How I Got My Agent
I just need all of you fine readers out there to know that I've been drafting this blog post for about four months.
And I've been doing so for a variety of reasons.
First and foremost... life. Life is hard. Yes, in general and for everyone, but also, in particular, my life has been a sh!tshow -- like, positively WILD -- these past few months. Mostly in the bad way, if I'm honest, but also in the good way. I'll go into it all in another post, I promise, but right now I want to focus on this post's very telling title.
Which brings me to my second reason for procrastinating: I... have not been quite sure how to form the words. For over a decade, I've been dreaming of this exact scenario, and now that I'm blogging about it, it feels too surreal to comprehend. The shock of it all has died down a little by now because I've taken so long to actually put this up, but since life is so chaotic at the present, I'm still not totally convinced I'll wake up from some fever dream, sweating and still hoping for someone to come along and fall in love with my story as much as I have.
Since I still seem to be dreaming, I'll take advantage of this moment before it fades away: I have an agent, guys. I found a real, living human whom I respect and admire, cold-queried her, and she decided I was worth a shot too. And now I get to write about it.
I still get goosebumps when I think about the last year or so of my writing journey.
I've been writing stories since I was ten years old, and in college I decided I'd be happy to do it as a career one day. Of course, I was studying journalism, and I'd figured I'd be practical and do that kind of writing for a few decades, then write creatively once I'd established myself; but that was before I realized I'd much rather tell my own stories than others', and also my writing was far too flowery for journalism anyway.

Brief 1:
Answer these questions about the blog post on getting an agent:
(a) For about how long has the writer been drafting the post?
(b) At what age did the writer start writing stories?
(c) What was the writer studying in college?
The blog post and the stored items have nothing to do with each other.

Stored items

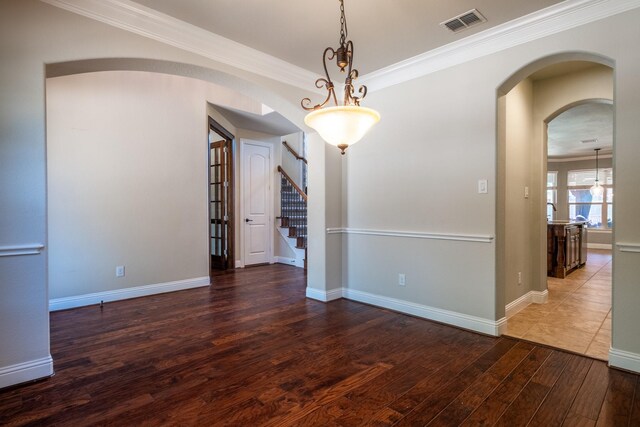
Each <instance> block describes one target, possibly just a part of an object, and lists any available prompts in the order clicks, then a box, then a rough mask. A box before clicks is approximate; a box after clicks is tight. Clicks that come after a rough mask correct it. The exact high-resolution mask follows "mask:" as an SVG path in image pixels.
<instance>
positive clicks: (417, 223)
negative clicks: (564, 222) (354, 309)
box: [344, 10, 640, 353]
mask: <svg viewBox="0 0 640 427" xmlns="http://www.w3.org/2000/svg"><path fill="white" fill-rule="evenodd" d="M639 17H640V11H638V10H634V11H631V12H626V13H624V14H621V15H617V16H614V17H612V18H608V19H603V20H601V21H597V22H594V23H592V24H589V25H585V26H583V27H577V28H573V29H571V30H568V31H565V32H562V33H559V34H555V35H551V36H547V37H545V38H543V39H540V40H537V41H533V42H529V43H526V44H525V45H522V46H518V47H514V48H511V49H508V50H506V51H503V52H499V53H495V54H492V55H488V56H486V57H483V58H479V59H476V60H473V61H470V62H468V63H465V64H461V65H459V66H455V67H451V68H448V69H446V70H443V71H439V72H434V73H432V74H429V75H426V76H424V77H420V78H417V79H415V80H412V81H409V82H406V83H402V84H398V85H396V86H392V87H389V88H386V89H384V90H380V91H377V92H374V93H371V94H370V96H369V97H368V98H367V105H369V106H375V107H376V108H378V109H379V110H380V113H381V115H382V120H381V121H380V123H379V124H378V125H377V127H376V128H375V129H374V130H373V131H372V132H371V133H370V134H369V135H368V136H367V138H366V140H365V141H363V142H362V143H361V144H358V145H356V146H354V147H353V148H350V152H349V154H348V155H347V162H348V168H347V171H348V172H347V176H346V178H345V179H346V180H347V182H348V203H347V208H346V209H347V218H348V219H347V221H348V224H346V225H347V226H348V227H350V228H354V229H372V230H376V229H381V230H398V231H403V230H411V231H415V232H423V233H444V234H448V233H452V234H456V233H459V234H472V235H490V236H496V235H497V233H496V230H497V226H496V219H498V221H500V212H497V211H496V199H495V197H496V191H497V190H498V189H499V187H498V186H497V185H496V181H495V177H496V171H497V164H496V158H497V155H498V154H499V153H496V141H497V139H498V131H499V130H500V128H499V127H498V126H497V124H498V123H497V111H498V108H499V105H498V103H497V101H498V96H497V95H498V93H497V91H498V89H499V88H501V87H502V86H503V83H504V82H506V81H508V80H509V78H510V77H511V76H512V75H513V74H515V73H517V72H518V71H519V70H521V69H525V68H527V66H528V64H530V63H533V62H535V61H537V60H539V59H541V58H545V57H547V56H549V55H552V54H562V53H563V52H569V51H571V52H591V53H593V54H595V55H602V56H604V57H608V58H611V60H612V61H614V62H615V63H616V70H615V79H616V83H615V100H616V125H615V126H616V158H615V167H616V183H617V185H616V202H617V205H616V212H615V215H616V218H615V219H616V227H617V228H616V233H615V235H616V236H622V235H624V239H625V241H628V242H635V243H638V242H640V227H638V226H637V225H634V222H633V221H632V220H631V214H630V212H634V211H637V209H638V208H640V193H638V192H635V193H634V192H633V191H632V190H631V188H632V182H634V180H636V182H637V179H639V178H640V176H638V172H636V171H634V170H633V168H632V164H633V159H635V160H636V161H637V159H638V158H639V157H638V155H639V154H640V148H639V147H640V146H639V145H638V144H636V143H635V139H634V137H633V133H634V132H636V133H638V131H640V129H639V127H640V122H638V120H637V118H636V119H634V118H633V113H636V114H637V113H638V112H640V106H639V104H640V95H638V94H639V93H640V85H639V83H638V80H637V79H634V78H633V77H632V76H633V74H634V73H637V70H638V69H640V61H638V60H637V55H635V51H636V48H635V46H634V45H635V42H634V40H637V38H638V36H639V35H640V29H639V28H638V27H637V26H634V25H632V22H633V20H634V19H637V18H639ZM612 28H616V31H612ZM568 56H569V55H565V56H564V57H565V58H567V57H568ZM540 67H542V65H541V66H540ZM533 71H535V69H530V70H529V69H527V73H526V74H524V76H522V77H526V76H527V75H528V74H530V73H531V72H533ZM609 87H610V86H609ZM561 106H562V105H560V106H559V107H561ZM559 107H558V108H559ZM623 111H624V112H623ZM550 113H551V112H550ZM550 113H549V114H550ZM545 118H546V116H544V117H541V118H540V120H539V121H538V120H537V119H536V120H535V121H534V123H540V125H539V130H535V129H534V130H535V131H539V132H542V128H543V123H542V120H544V119H545ZM534 150H535V151H534ZM534 153H541V147H532V150H531V151H530V155H533V154H534ZM537 156H538V158H537V159H536V160H535V161H534V162H533V163H532V164H531V177H530V182H531V187H530V193H531V197H532V200H531V203H532V204H533V205H534V206H535V207H534V209H539V211H540V212H539V215H538V217H539V218H532V230H533V229H536V230H540V229H542V228H543V226H544V223H543V220H544V216H543V215H544V203H543V201H544V200H543V199H542V196H543V194H544V188H543V182H544V181H543V179H542V177H543V176H544V172H545V170H546V162H544V161H543V157H542V155H541V154H537ZM621 156H623V157H621ZM482 178H488V179H489V194H488V195H480V194H477V191H476V185H477V181H478V180H479V179H482ZM536 198H537V199H536ZM622 198H624V199H625V201H622V200H621V199H622ZM627 209H629V210H627ZM498 226H500V227H501V226H503V224H502V223H499V224H498ZM623 229H624V234H622V233H623ZM538 235H539V236H540V239H542V233H540V232H538ZM497 238H498V239H501V238H502V237H501V236H499V235H498V237H497ZM532 238H535V236H534V235H533V233H532ZM501 243H502V242H500V241H496V242H495V243H491V244H486V243H476V242H467V241H457V242H453V241H442V240H437V239H425V240H417V239H415V240H411V239H408V238H404V237H402V236H393V237H392V236H388V237H380V236H376V235H371V234H370V235H361V234H357V235H356V234H349V235H347V244H346V245H345V247H346V250H347V251H348V257H347V259H348V265H347V266H346V268H347V269H348V275H347V277H348V280H347V281H346V283H345V284H344V286H346V287H347V288H349V289H356V290H359V291H362V292H368V293H372V294H375V295H378V296H381V297H384V298H386V301H387V302H388V301H391V299H396V300H400V301H403V302H407V303H417V304H423V305H426V306H430V307H436V308H438V309H445V310H450V311H453V312H456V313H463V314H464V315H469V316H476V317H478V318H482V319H487V320H489V321H494V322H497V321H499V319H500V318H501V317H502V316H504V304H505V303H506V302H507V301H501V299H504V297H502V295H504V294H505V292H506V289H505V288H504V287H501V285H500V283H499V282H498V284H497V285H496V276H498V275H499V274H500V272H499V271H498V270H496V267H495V265H496V262H500V261H504V259H502V260H500V259H496V257H495V253H496V252H495V251H496V248H497V247H499V245H500V244H501ZM541 244H543V243H542V242H540V241H539V242H538V245H541ZM615 256H616V262H615V263H614V265H615V266H614V277H615V278H619V279H620V282H617V283H616V284H615V285H614V301H616V300H618V301H621V299H622V298H626V300H625V301H624V302H622V304H623V305H624V307H623V308H622V309H620V308H619V307H616V306H614V332H613V345H614V348H620V349H625V350H626V351H631V352H636V353H637V352H640V340H638V339H637V337H633V336H632V332H631V331H632V330H633V329H634V326H633V323H632V320H633V319H636V320H637V321H640V318H637V317H636V315H634V314H631V305H632V304H631V303H630V302H629V301H634V302H635V303H636V304H638V303H640V292H637V289H636V287H635V286H634V282H633V280H632V279H631V277H633V274H632V273H631V271H632V270H634V269H635V268H636V267H633V266H632V265H633V262H632V261H631V260H632V259H636V258H634V257H637V254H633V253H629V252H619V251H616V253H615ZM621 259H624V261H622V262H620V263H618V261H619V260H621ZM538 264H540V266H541V265H542V259H540V260H539V262H538ZM619 268H620V269H623V270H624V273H622V272H618V273H616V271H618V269H619ZM634 271H635V272H636V275H638V274H640V271H638V270H637V269H635V270H634ZM399 272H405V273H406V274H407V285H406V287H404V288H402V287H398V285H397V273H399ZM532 276H533V275H532ZM540 279H542V278H540ZM532 280H533V281H534V282H536V279H535V276H534V277H533V279H532ZM540 281H542V280H540ZM502 286H504V285H502ZM532 288H533V289H535V287H533V286H532ZM536 290H542V289H536ZM618 328H619V329H618Z"/></svg>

Brief 2:
Render everything in the stored items from the start down to the line containing "box: [344, 10, 640, 353]" as a Markdown table with the columns Row and Entry, one numbered row per line, skipping blank lines and leaving out the pictures.

Answer area 1:
(a) About four months.
(b) Ten years old.
(c) Journalism.

Answer area 2:
| Row | Entry |
|---|---|
| 1 | Each <instance> block describes one target, possibly just a part of an object, and lists any available prompts in the order clicks, then a box, then a rough mask. A box before clicks is approximate; a box after clicks is tight. Clicks that come after a rough mask correct it. The exact high-resolution mask follows "mask:" as an SVG path in image pixels. |
| 2 | <instance> |
| 3 | positive clicks: (417, 223) |
| 4 | negative clicks: (564, 222) (354, 309) |
| 5 | box: [344, 10, 640, 353] |